Er zit sleet op het klassieke vastgoedmodel: ‘Met een kale inkomhal red je het niet meer’
In vastgoedontwikkeling is winstmaximalisatie sterk gelinkt aan het realiseren van zo veel mogelijke vierkante meters op een terrein. Maar er zit sleet op die klassieke formule. Een alternatief model, dat streeft naar de maximalisatie van het gebruik, wint aan belang. Daarin maken diensten het verschil.
Na Amsterdam, Wenen en Kopenhagen wordt Brussel de vierde stek in de Europese veroveringstocht van het hippe, hybride woon- en werkmerk Zoku. “We bieden slim ingerichte loftappartementen aan in een lifestyle-hotelformule”, legt medeoprichter en managing director Marc Jongerius uit. Op de Zavel zal Zoku tegen begin 2026 zo’n 130 van die loftappartementen-met-diensten aanbieden (zie Woonformule voor global nomads).
In oktober kondigden de bouw- en vastgoedgroep Willemen en Telenet een joint venture aan voor de uitwerking van een nieuw woonconcept. In hun ‘woontotaaloplossing’ zal de huurder in een flexibele huurformule een vast bedrag per maand betalen, waarin alle kosten voor nutsvoorzieningen zijn opgenomen. Hij krijgt ook toegang tot extra diensten, zoals poets- en strijkhulp, een wassalon en autodelen.
Het zijn maar twee voorbeelden die de opgang van het dienstenmodel in de vastgoedsector illustreren. Klassiek is vastgoed een kaal product met als belangrijkste maatstaf het aantal vierkante meters. De rol van de eigenaar is passief en beperkt: hij verhuurt het gebouw en zorgt voor het essentiële beheer van het pand. Het dienstenmodel – naar analogie met software as a service ook wel real estate as a service of vastgoed als een dienst genoemd – is meer klantgericht. “Bij vastgoed als een dienst koppelen we diensten, ervaringen en vaak ook een gemeenschapsgevoel aan een ruimte”, zegt Sven Lenaerts, head of CSR bij Immobel. De klassieke langetermijnhuurcontracten maken plaats voor flexibele abonnementsformules.
In een blokje met acht appartementen is een dienstenmodel niet leefbaar. Je hebt een voldoende groot aantal units nodig’Alexander Laquiere, Willemen Groep
Werkplezier, flexibiliteit en geen zorgen
Bij Immobel staat vastgoed als een dienst hoog op de agenda. CEO Marnix Galle beschouwt het als “een van de grote en langetermijnkrachtlijnen in het vastgoed”. Hij staat niet alleen met die mening. In de nieuwste editie van het rapport Emerging Trends in Real Estate van PwC en Urban Land Institute bestempelt 89 procent van de ondervraagde vastgoedbonzen het dienstenmodel als een topprioriteit.

====

__Opdrachten__.
1. Schrijf uit het artikel over vastgoed als een dienst letterlijk het stuk over vanaf "In oktober kondigden" tot en met "wassalon en autodelen.".
2. Zet het artikel over vastgoed als een dienst voort na de laatste zin die er staat.

__Gegevenslijst__.
====

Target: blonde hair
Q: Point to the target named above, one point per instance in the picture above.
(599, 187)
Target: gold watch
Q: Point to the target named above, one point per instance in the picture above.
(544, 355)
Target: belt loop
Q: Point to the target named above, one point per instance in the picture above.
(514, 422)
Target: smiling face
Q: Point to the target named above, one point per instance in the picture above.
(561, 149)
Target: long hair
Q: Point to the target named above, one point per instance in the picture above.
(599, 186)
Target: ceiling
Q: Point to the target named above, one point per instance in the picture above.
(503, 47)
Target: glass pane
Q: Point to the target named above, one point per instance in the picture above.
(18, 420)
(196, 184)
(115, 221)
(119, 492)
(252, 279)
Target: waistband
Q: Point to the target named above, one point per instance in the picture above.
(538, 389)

====

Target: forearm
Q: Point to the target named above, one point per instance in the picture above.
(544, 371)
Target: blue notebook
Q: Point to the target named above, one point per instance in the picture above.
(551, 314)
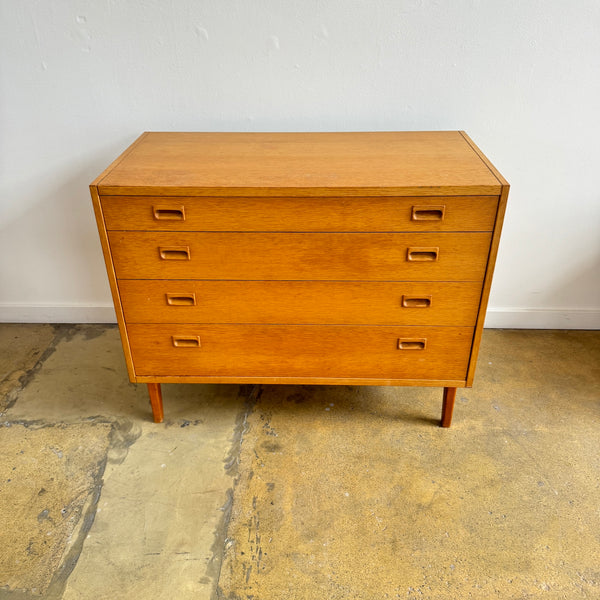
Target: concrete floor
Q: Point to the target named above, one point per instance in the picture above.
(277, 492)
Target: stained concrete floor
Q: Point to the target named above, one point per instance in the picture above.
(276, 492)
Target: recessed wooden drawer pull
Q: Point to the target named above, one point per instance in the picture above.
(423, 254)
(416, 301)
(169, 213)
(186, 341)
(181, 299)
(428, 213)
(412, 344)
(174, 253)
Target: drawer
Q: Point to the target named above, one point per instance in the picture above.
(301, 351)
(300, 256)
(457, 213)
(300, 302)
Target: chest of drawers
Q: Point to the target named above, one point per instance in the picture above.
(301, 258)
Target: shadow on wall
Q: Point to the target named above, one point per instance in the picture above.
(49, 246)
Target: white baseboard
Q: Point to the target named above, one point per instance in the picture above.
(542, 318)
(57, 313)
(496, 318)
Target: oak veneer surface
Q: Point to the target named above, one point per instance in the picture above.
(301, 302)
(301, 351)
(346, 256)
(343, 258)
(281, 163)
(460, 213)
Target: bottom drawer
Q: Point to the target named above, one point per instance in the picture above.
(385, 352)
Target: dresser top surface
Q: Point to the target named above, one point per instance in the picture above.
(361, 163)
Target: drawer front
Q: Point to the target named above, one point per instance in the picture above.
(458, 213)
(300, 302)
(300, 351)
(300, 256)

====

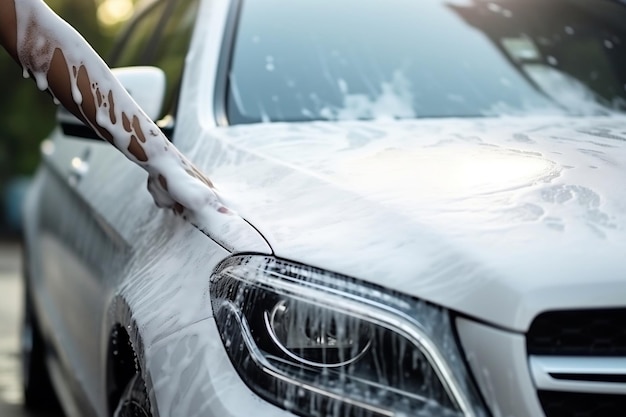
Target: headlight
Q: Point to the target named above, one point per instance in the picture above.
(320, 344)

====

__Antwoorden per opdracht__.
1.
In oktober kondigden de bouw- en vastgoedgroep Willemen en Telenet een joint venture aan voor de uitwerking van een nieuw woonconcept. In hun ‘woontotaaloplossing’ zal de huurder in een flexibele huurformule een vast bedrag per maand betalen, waarin alle kosten voor nutsvoorzieningen zijn opgenomen. Hij krijgt ook toegang tot extra diensten, zoals poets- en strijkhulp, een wassalon en autodelen.

2.
De verklaring voor zoveel bezorgdheid is simpel: het klassieke vastgoedproduct beantwoordt onvoldoende aan de gewijzigde behoeften. Dat kan leiden tot leegstand. Vooral in het kantorensegment is er een gevoel van urgentie. “Een leeg kantoorgebouw in Brussel is een financiële hel, want de kosten lopen heel snel op”, zegt Grégory Jurion, vastgoedexpert bij PwC. De eigenaars van saaie en kale kantoren zijn de grootste slachtoffers, stelt hij: “Bedrijven willen al enkele jaren liever kantoren die een beleving bieden. De coronacrisis heeft dat nog versterkt. Telewerken kan heel handig zijn, maar het is niet bevorderlijk voor teamwerk en het verzwakt de band met het bedrijf. Bedrijven willen hun mensen naar het kantoor krijgen, en dat lukt beter als dat een aantrekkelijke plek is waar je lekker kunt eten, tijdens de middagpauze een yogales kunt volgen en toegang hebt tot praktische diensten.”
De toegenomen aandacht voor de funfactor van werk wordt ook weleens gelinkt aan de intrede van de millennials en generatie Z op de arbeidsmarkt. Die jonge mensen zijn opgegroeid met de deel- en platformeconomie van Spotify, Airbnb en Netflix, en zouden meer waarde hechten aan ervaringen dan aan bezit.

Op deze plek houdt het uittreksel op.